---------- Blok Teks

GOLF bukanlah olahraga gedongan. Tak percaya? Datanglah di Padang Golf Sawangan, Depok, Jawa Barat. Setiap sore, puluhan anak dari kampung sekitar dengan riang dan ringan mengayunkan stik golf. Abdullah, 15 tahun, misalnya, tak perlu repot dengan pakaian olahraga yang perlente untuk bermain di sana. Cukup mengenakan celana jins yang dipotong selutut dan sandal jepit warna merah, ia pergi ke lapangan golf—hanya 100 meter dari rumahnya—dengan menenteng sebilah stik.
Sesampai di lapangan, teman-teman Abdullah sudah lebih dulu mengayunkan stik golf. Beberapa di antaranya rebahan di rumput sambil melihat temannya beraksi. Delapan lubang lainnya juga dikerubuti para ”calon pemain nasional” itu. Sesekali terdengar tawa atau ejekan ketika bola yang dipukul teman mereka meluncur jauh dari sasaran. Ketika matahari mulai merapat di ufuk barat, mereka meninggalkan lapangan.

--------------------
---------- Daftar Materi

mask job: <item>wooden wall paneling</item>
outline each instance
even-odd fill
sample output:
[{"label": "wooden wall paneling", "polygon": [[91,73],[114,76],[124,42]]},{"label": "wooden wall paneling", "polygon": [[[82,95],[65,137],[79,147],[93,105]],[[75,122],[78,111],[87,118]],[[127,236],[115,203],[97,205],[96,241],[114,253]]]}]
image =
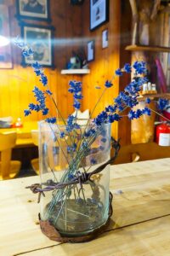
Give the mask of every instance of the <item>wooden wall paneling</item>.
[{"label": "wooden wall paneling", "polygon": [[[84,47],[88,41],[95,40],[95,59],[89,63],[90,74],[82,77],[83,106],[92,112],[99,96],[101,95],[105,80],[110,79],[113,72],[119,67],[120,54],[120,1],[110,1],[110,21],[93,32],[89,31],[89,1],[82,5],[82,35]],[[109,47],[102,49],[102,31],[109,31]],[[96,90],[95,86],[101,86]],[[102,97],[93,117],[96,116],[108,104],[113,102],[113,98],[118,94],[118,79],[114,81],[114,86],[109,89]],[[112,125],[112,135],[117,137],[117,123]]]},{"label": "wooden wall paneling", "polygon": [[[129,1],[122,0],[121,5],[121,32],[120,32],[120,67],[122,67],[125,63],[131,63],[131,52],[125,50],[127,45],[131,44],[131,17],[132,12]],[[123,75],[120,78],[119,90],[123,90],[125,86],[130,83],[130,75]],[[128,114],[125,111],[124,114]],[[131,143],[131,122],[128,117],[123,117],[119,121],[118,137],[121,138],[121,145],[129,144]]]},{"label": "wooden wall paneling", "polygon": [[[9,5],[11,38],[20,35],[20,28],[18,20],[15,18],[15,1],[5,1],[5,4]],[[72,76],[64,76],[60,74],[60,70],[65,67],[68,56],[70,58],[72,48],[76,49],[77,45],[66,44],[66,39],[72,39],[74,33],[77,36],[81,32],[81,9],[80,7],[71,6],[68,1],[51,0],[50,11],[52,17],[52,25],[55,26],[54,32],[54,48],[55,48],[55,66],[54,70],[45,68],[45,73],[48,79],[49,87],[54,92],[59,108],[66,117],[69,113],[72,113],[72,97],[68,95],[68,82],[70,79],[77,79]],[[73,15],[74,14],[74,15]],[[69,19],[69,20],[67,20]],[[26,22],[48,25],[44,21],[27,20]],[[12,45],[14,69],[0,70],[0,117],[11,115],[15,120],[21,117],[22,121],[38,120],[42,115],[34,113],[31,116],[25,117],[23,111],[28,104],[34,101],[31,93],[31,88],[38,84],[38,79],[34,75],[30,67],[23,68],[20,67],[21,52],[16,46]],[[8,102],[8,103],[7,103]],[[52,113],[55,113],[52,106]]]}]

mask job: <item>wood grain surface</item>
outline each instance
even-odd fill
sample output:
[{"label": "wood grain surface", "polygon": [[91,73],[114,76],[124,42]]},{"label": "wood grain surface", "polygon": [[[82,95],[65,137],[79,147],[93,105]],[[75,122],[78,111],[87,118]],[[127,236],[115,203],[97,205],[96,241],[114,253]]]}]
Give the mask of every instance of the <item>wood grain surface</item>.
[{"label": "wood grain surface", "polygon": [[40,231],[30,177],[0,183],[0,255],[170,255],[170,158],[110,166],[113,216],[87,243],[60,244]]}]

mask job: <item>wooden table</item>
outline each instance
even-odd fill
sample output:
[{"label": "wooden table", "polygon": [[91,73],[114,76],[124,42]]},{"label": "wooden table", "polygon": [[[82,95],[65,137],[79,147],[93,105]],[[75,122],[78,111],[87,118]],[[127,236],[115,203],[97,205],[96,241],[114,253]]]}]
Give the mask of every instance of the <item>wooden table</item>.
[{"label": "wooden table", "polygon": [[170,158],[110,167],[112,222],[95,240],[60,244],[42,234],[29,177],[0,182],[0,255],[169,256]]},{"label": "wooden table", "polygon": [[17,128],[3,128],[0,129],[1,133],[15,131],[17,133],[16,148],[28,147],[33,145],[31,139],[31,130],[37,130],[37,122],[25,122],[23,127]]}]

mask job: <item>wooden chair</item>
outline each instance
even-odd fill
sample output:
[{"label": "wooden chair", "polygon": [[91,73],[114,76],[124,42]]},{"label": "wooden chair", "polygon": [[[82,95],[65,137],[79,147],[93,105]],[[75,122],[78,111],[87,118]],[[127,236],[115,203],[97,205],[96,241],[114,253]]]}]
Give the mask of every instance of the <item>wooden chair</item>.
[{"label": "wooden chair", "polygon": [[[113,152],[111,152],[111,154]],[[156,143],[131,144],[121,147],[114,164],[144,161],[170,157],[170,147],[161,147]]]},{"label": "wooden chair", "polygon": [[0,180],[16,177],[20,169],[20,161],[11,160],[12,148],[16,143],[16,132],[0,133]]}]

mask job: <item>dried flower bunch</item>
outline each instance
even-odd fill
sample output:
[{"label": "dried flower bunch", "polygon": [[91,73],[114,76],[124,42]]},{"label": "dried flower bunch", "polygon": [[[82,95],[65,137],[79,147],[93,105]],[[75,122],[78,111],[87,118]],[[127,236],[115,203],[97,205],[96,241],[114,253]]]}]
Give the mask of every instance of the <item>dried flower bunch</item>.
[{"label": "dried flower bunch", "polygon": [[[21,49],[25,57],[33,55],[33,51],[20,38],[15,40],[15,44]],[[49,169],[54,177],[54,180],[47,180],[46,183],[42,183],[38,187],[31,187],[31,189],[34,189],[34,192],[39,193],[50,190],[53,191],[52,199],[44,210],[43,219],[49,219],[55,228],[58,229],[60,227],[61,222],[60,219],[65,218],[65,224],[63,224],[61,230],[76,229],[73,224],[71,227],[70,225],[70,228],[67,225],[67,219],[69,218],[70,222],[72,221],[72,217],[70,217],[70,213],[66,210],[68,206],[71,207],[74,207],[74,212],[77,217],[78,221],[80,220],[80,217],[78,216],[81,216],[81,218],[83,216],[85,219],[87,214],[91,212],[90,217],[88,216],[90,218],[88,218],[88,224],[85,219],[84,224],[86,224],[86,225],[81,226],[81,224],[78,224],[76,226],[77,229],[81,229],[82,230],[87,229],[88,225],[94,227],[96,225],[97,221],[100,218],[103,212],[106,212],[105,208],[105,203],[102,201],[102,196],[99,196],[99,194],[100,189],[105,190],[105,189],[99,181],[95,182],[92,179],[94,175],[99,175],[106,165],[110,163],[110,160],[108,160],[108,159],[106,159],[106,162],[103,160],[98,161],[98,158],[95,157],[95,154],[97,153],[96,155],[99,155],[99,152],[101,153],[101,158],[105,154],[109,154],[110,155],[110,134],[109,134],[110,129],[105,129],[105,126],[107,124],[119,121],[123,117],[123,111],[125,109],[129,109],[128,117],[130,119],[139,119],[143,114],[150,115],[151,113],[151,110],[149,108],[148,105],[150,103],[150,99],[146,100],[146,106],[144,109],[137,109],[136,111],[133,109],[133,108],[139,103],[138,96],[139,96],[139,91],[143,84],[147,81],[145,63],[144,61],[135,61],[132,66],[125,64],[122,68],[116,70],[112,79],[105,83],[101,96],[94,105],[89,119],[86,120],[86,124],[83,125],[79,125],[77,119],[77,112],[81,108],[81,101],[83,98],[82,83],[77,81],[70,81],[69,83],[70,88],[68,89],[68,91],[73,95],[73,107],[76,110],[76,114],[71,114],[68,116],[67,119],[64,119],[62,113],[60,111],[60,108],[54,101],[53,92],[48,87],[48,78],[44,73],[42,67],[37,61],[32,61],[31,66],[36,75],[39,78],[39,81],[41,81],[44,86],[44,90],[42,90],[37,86],[35,86],[33,93],[37,102],[29,104],[28,109],[25,110],[25,115],[30,115],[32,111],[36,111],[42,112],[42,115],[47,116],[45,121],[49,125],[54,135],[53,140],[61,149],[65,160],[67,163],[65,166],[66,168],[65,169],[60,182],[57,181],[57,177],[54,172],[55,170],[54,170],[53,167],[47,166],[47,168],[50,167]],[[113,86],[115,77],[122,76],[124,73],[131,73],[132,71],[134,77],[132,82],[125,87],[124,91],[120,92],[118,96],[113,99],[113,104],[106,106],[102,112],[92,119],[91,117],[103,95]],[[101,89],[96,87],[96,90]],[[56,116],[50,116],[50,111],[46,106],[48,97],[49,97],[54,104],[60,119],[62,120],[62,125],[60,125]],[[161,109],[163,109],[167,105],[167,100],[160,99],[158,101],[158,107]],[[54,125],[58,127],[57,130],[54,128]],[[65,127],[64,129],[63,126]],[[92,145],[96,139],[99,140],[99,147],[98,147],[98,148],[93,148]],[[62,142],[62,140],[63,143],[66,145],[66,152],[62,148],[60,143],[60,141]],[[114,139],[112,140],[112,146],[116,149],[116,154],[114,156],[116,157],[119,149],[119,144]],[[55,149],[57,147],[55,147]],[[56,154],[58,154],[57,151]],[[84,159],[87,157],[89,160],[88,164],[83,165]],[[99,166],[96,166],[98,167],[95,169],[95,165],[97,164],[100,164],[100,166],[99,167]],[[91,172],[91,170],[93,171]],[[89,195],[87,197],[84,193],[85,186],[88,183],[90,185],[91,190],[93,191],[91,198],[89,198]],[[77,187],[78,185],[79,188]],[[97,192],[94,193],[94,191]],[[105,190],[104,191],[104,194],[105,196],[106,196],[107,193]],[[74,197],[75,201],[73,201],[71,196]],[[109,195],[107,197],[109,198]],[[56,205],[60,209],[58,214],[54,213],[57,208]],[[87,207],[89,208],[89,212],[88,213]],[[92,223],[90,223],[89,219],[93,220]]]}]

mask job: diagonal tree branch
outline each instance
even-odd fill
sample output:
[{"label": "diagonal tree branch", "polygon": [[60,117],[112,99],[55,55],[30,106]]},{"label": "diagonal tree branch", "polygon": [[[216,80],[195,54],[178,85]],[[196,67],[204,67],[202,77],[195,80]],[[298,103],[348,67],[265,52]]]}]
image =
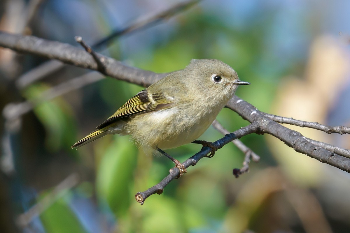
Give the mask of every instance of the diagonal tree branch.
[{"label": "diagonal tree branch", "polygon": [[350,127],[347,127],[345,126],[329,126],[329,125],[324,125],[318,123],[317,122],[309,122],[307,121],[296,120],[291,117],[284,117],[276,116],[272,114],[268,114],[263,112],[264,114],[266,117],[276,122],[281,123],[282,124],[288,124],[290,125],[293,125],[300,126],[301,127],[307,127],[318,130],[321,131],[323,131],[328,134],[332,133],[337,133],[342,134],[343,133],[350,133]]},{"label": "diagonal tree branch", "polygon": [[[233,133],[226,134],[222,138],[213,143],[213,145],[215,146],[216,150],[220,149],[235,139],[240,138],[244,136],[255,132],[258,128],[257,123],[253,123]],[[215,149],[208,146],[203,147],[200,151],[184,162],[182,164],[186,168],[191,165],[194,166],[200,159],[214,150],[215,150]],[[169,172],[170,174],[158,184],[145,191],[136,194],[135,195],[136,201],[142,205],[146,198],[151,195],[155,194],[161,194],[165,187],[173,180],[178,177],[180,174],[178,168],[176,167],[172,168]]]},{"label": "diagonal tree branch", "polygon": [[[103,48],[104,46],[106,46],[116,38],[124,35],[131,34],[168,19],[200,1],[190,0],[181,2],[154,15],[137,19],[128,26],[120,29],[114,30],[108,36],[94,43],[92,45],[92,48],[94,50],[100,51]],[[64,64],[55,60],[45,62],[22,75],[17,80],[16,85],[20,89],[23,88],[33,82],[57,71],[64,65]]]},{"label": "diagonal tree branch", "polygon": [[260,122],[260,133],[270,134],[297,152],[350,173],[350,159],[332,153],[309,142],[299,132],[267,118],[255,107],[237,96],[234,96],[229,101],[226,107],[250,122]]},{"label": "diagonal tree branch", "polygon": [[[52,41],[32,36],[14,35],[0,31],[0,46],[17,52],[30,53],[66,64],[98,70],[98,66],[84,50],[68,44]],[[130,67],[115,59],[97,53],[105,67],[104,74],[146,87],[166,76]]]}]

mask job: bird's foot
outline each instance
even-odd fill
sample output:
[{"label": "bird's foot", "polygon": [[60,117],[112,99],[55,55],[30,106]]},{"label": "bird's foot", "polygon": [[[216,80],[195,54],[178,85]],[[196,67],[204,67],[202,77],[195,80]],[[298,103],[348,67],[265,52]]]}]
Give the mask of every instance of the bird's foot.
[{"label": "bird's foot", "polygon": [[200,144],[202,145],[203,147],[202,148],[205,147],[206,146],[208,146],[208,147],[210,147],[213,149],[211,152],[210,152],[210,154],[209,155],[207,155],[205,157],[211,158],[212,157],[214,156],[214,155],[215,154],[215,152],[217,151],[218,149],[216,148],[216,147],[213,145],[212,143],[211,143],[209,141],[203,141],[202,140],[196,140],[195,141],[194,141],[191,143],[195,143],[196,144]]},{"label": "bird's foot", "polygon": [[[181,177],[182,176],[182,175],[187,172],[187,170],[186,169],[185,166],[180,162],[180,161],[177,159],[174,159],[173,162],[175,163],[175,167],[178,168],[179,170],[180,171],[180,175],[179,175],[178,177]],[[178,177],[177,178],[178,178]]]}]

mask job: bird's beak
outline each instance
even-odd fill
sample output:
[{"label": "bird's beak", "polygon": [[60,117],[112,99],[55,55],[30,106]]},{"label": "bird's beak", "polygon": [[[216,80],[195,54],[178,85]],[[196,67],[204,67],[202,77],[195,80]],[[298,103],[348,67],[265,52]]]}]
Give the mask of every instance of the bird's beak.
[{"label": "bird's beak", "polygon": [[249,85],[251,84],[250,82],[245,82],[244,81],[241,81],[239,79],[236,80],[233,83],[236,85]]}]

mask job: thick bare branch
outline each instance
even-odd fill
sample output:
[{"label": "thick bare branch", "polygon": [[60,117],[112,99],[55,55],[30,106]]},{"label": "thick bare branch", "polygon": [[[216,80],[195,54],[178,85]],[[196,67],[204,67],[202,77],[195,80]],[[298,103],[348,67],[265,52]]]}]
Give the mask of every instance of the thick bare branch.
[{"label": "thick bare branch", "polygon": [[301,127],[307,127],[314,129],[323,131],[328,134],[332,133],[337,133],[340,134],[350,133],[350,127],[347,127],[341,125],[339,126],[324,125],[321,125],[318,122],[309,122],[299,120],[296,120],[291,117],[285,117],[265,112],[262,112],[262,113],[266,117],[279,123],[288,124],[290,125],[300,126]]},{"label": "thick bare branch", "polygon": [[268,133],[284,142],[298,152],[306,154],[323,163],[350,173],[350,159],[331,153],[308,141],[299,132],[293,130],[265,117],[252,104],[234,96],[226,107],[237,112],[250,122],[260,122],[259,132]]},{"label": "thick bare branch", "polygon": [[[142,18],[136,19],[128,26],[120,29],[115,30],[112,32],[108,36],[93,43],[92,47],[94,50],[98,51],[100,51],[100,50],[104,46],[106,45],[116,38],[130,34],[132,32],[159,23],[164,20],[175,16],[178,13],[182,12],[184,10],[190,7],[200,1],[200,0],[191,0],[181,2],[159,13],[146,17],[142,16]],[[60,70],[64,65],[64,63],[57,61],[47,61],[23,74],[17,80],[16,85],[20,89],[23,88],[33,82],[37,81]]]},{"label": "thick bare branch", "polygon": [[[86,51],[64,43],[51,41],[31,36],[14,35],[0,31],[0,46],[20,52],[30,53],[50,59],[58,60],[66,64],[98,70],[98,66]],[[149,86],[167,74],[130,67],[121,62],[102,54],[105,67],[104,74],[143,86]]]}]

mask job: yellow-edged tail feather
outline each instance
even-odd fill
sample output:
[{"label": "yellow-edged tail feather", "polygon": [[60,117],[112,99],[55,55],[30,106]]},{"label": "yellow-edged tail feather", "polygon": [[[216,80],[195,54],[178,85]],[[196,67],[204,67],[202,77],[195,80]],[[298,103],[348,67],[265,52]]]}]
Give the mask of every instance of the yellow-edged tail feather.
[{"label": "yellow-edged tail feather", "polygon": [[74,145],[72,146],[71,148],[78,148],[82,146],[84,146],[85,144],[91,143],[93,141],[94,141],[97,139],[98,139],[100,138],[103,137],[107,134],[106,132],[106,128],[105,128],[94,131],[82,140],[76,143]]}]

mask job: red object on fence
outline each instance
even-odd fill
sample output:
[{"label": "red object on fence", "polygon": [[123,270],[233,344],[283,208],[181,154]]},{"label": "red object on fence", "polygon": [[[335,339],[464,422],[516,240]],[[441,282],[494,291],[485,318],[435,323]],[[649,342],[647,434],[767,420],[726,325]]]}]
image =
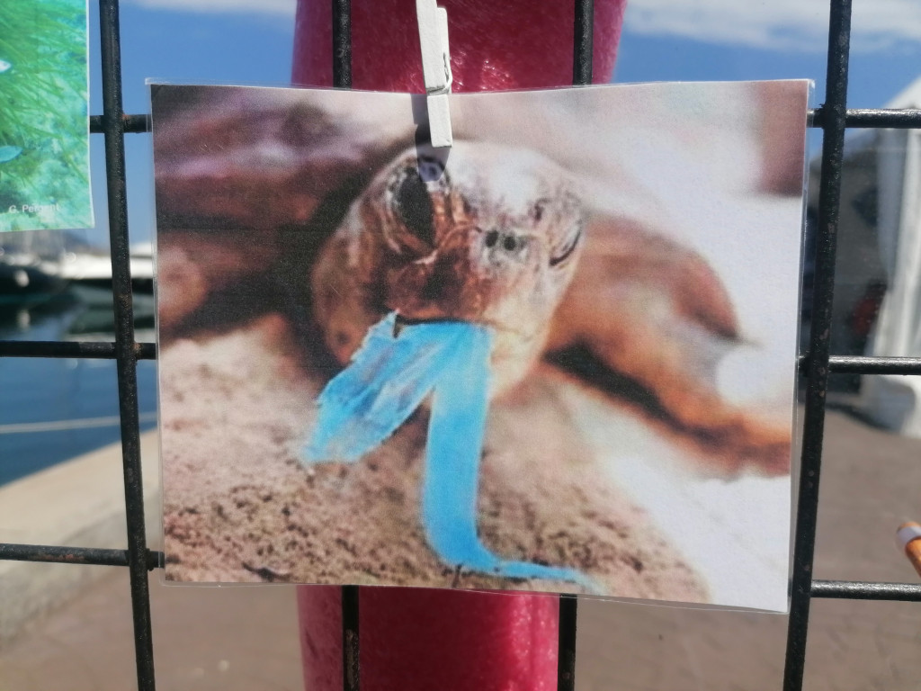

--------------------

» Tugas yang Dikerjakan:
[a] Tuliskan semua nama tempat geografis yang disebut dalam teks tentang anak-anak kampung bermain golf.
[b] Lanjutkan teks tentang anak-anak kampung bermain golf, dimulai setelah kalimat terakhirnya.

» Hasil Tiap Tugas:
[a] Padang Golf Sawangan, Depok, Jawa Barat

[b]
Padang Golf Sawangan memang seakan memberikan ”berkah sampingan” bagi se-bagian warga yang tinggal di sana. Selain mendapatkan pekerjaan sebagai pegawai di lapangan golf, dari keisengan mengayunkan stik setiap hari itulah banyak warga Bojongsari yang hidup dari bermain golf.
Tak tanggung-tanggung. Ada pegolf pro-fesional seperti Maan Nasim, yang sempat ikut kejuaraan dunia di Skotlandia, Sanusi, asisten pelatih Pelatnas Golf SEA Games di Kula Lumpur lalu, serta Muhammad Sura dan Jemin Saputra, yang juga pegolf andal. Dari yang amatir, seperti Iin Setyawan, atlet SEA Games Kuala Lumpur, Alga Topan, yang pada tahun 1994 mampu berada di enam besar kejuaraan junior dunia di Amerika Serikat, sampai tingkat junior nasional seperti Henry Nasim, Denny Carlos, semuanya asli dari Desa Bojongsari.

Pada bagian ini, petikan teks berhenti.